### Task statement
Write out the rows below exactly as they appear, leaving out the pictures.

[Recorded data]
— Begin —
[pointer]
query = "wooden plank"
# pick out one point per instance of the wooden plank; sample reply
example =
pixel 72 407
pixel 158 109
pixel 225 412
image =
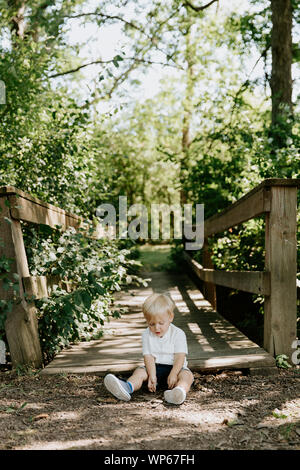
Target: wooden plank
pixel 213 343
pixel 21 324
pixel 209 286
pixel 244 209
pixel 253 204
pixel 280 318
pixel 257 282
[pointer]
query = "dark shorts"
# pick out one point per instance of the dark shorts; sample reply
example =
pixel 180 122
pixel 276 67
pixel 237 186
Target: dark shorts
pixel 162 373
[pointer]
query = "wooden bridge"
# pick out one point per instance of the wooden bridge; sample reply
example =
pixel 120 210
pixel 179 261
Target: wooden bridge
pixel 213 342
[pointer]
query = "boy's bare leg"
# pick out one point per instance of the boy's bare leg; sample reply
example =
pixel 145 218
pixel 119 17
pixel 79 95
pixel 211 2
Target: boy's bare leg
pixel 137 378
pixel 177 394
pixel 185 380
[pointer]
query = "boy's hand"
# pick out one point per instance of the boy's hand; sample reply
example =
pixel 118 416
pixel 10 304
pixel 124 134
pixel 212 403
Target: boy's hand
pixel 152 384
pixel 172 379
— End —
### Exercise response
[pointer]
query = "wooden plank"
# pick out one point per instance of the wooden plank; sample reply
example =
pixel 72 407
pixel 158 109
pixel 225 412
image =
Target: wooden plank
pixel 213 343
pixel 21 324
pixel 209 286
pixel 244 209
pixel 253 204
pixel 280 318
pixel 257 282
[pointer]
query = "dark shorts"
# pick out one point per instance of the dark shorts; sample reply
example =
pixel 180 122
pixel 276 67
pixel 237 186
Target: dark shorts
pixel 162 373
[pointer]
query = "wooden bridge"
# pick out one point per instance of the wooden bridge; sample reply
example =
pixel 120 210
pixel 179 261
Target: wooden bridge
pixel 213 342
[pointer]
query = "boy's bare leg"
# pick out one point per instance of the boy's bare leg; sample reply
example =
pixel 145 218
pixel 119 17
pixel 79 95
pixel 211 2
Target: boy's bare leg
pixel 137 378
pixel 177 394
pixel 185 380
[pointer]
query = "boy's hand"
# pick out one point per instance of the boy's hand; sample reply
example =
pixel 118 416
pixel 10 304
pixel 124 134
pixel 212 403
Target: boy's hand
pixel 152 384
pixel 172 379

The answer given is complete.